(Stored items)
------------------------------------
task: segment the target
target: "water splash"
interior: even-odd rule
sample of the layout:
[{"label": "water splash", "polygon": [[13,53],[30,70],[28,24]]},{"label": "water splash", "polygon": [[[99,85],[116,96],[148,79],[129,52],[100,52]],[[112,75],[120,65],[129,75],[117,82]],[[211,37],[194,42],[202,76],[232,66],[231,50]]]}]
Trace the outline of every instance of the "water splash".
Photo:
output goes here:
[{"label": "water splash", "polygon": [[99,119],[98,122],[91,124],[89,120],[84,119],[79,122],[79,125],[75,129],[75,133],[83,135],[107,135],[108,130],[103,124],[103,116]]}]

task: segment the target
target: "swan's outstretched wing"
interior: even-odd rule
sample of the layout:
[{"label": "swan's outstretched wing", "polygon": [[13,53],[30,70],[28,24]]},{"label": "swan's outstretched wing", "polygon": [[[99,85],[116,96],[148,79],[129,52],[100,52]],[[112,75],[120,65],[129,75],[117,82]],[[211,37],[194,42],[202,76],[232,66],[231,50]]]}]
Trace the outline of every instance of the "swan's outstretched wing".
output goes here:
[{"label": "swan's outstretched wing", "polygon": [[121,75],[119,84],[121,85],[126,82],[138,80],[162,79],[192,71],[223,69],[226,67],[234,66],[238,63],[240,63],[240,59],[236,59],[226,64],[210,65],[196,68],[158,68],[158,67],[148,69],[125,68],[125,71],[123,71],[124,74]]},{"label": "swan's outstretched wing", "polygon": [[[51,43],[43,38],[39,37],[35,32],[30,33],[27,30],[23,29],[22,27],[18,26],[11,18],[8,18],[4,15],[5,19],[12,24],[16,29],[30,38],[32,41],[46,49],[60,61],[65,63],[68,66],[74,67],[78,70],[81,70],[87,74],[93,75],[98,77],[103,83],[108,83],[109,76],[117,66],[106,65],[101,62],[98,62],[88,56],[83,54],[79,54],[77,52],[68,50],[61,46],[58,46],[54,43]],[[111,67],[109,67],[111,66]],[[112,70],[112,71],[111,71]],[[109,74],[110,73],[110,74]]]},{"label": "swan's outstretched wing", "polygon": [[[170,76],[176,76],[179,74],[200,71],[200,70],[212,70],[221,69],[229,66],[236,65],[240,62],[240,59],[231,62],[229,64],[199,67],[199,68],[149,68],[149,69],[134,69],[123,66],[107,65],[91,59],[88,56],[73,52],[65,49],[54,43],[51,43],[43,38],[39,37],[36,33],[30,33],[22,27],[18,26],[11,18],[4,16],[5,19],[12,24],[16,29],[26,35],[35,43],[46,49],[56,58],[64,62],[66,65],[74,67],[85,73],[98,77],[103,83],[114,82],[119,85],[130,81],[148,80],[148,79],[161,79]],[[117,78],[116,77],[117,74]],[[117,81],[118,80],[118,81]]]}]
------------------------------------
- **Assignment**: Which lines above contain "every"? Show each of them.

- **Response to the task**:
Trace the outline of every instance of the "water splash".
Trace the outline of every instance of the "swan's outstretched wing".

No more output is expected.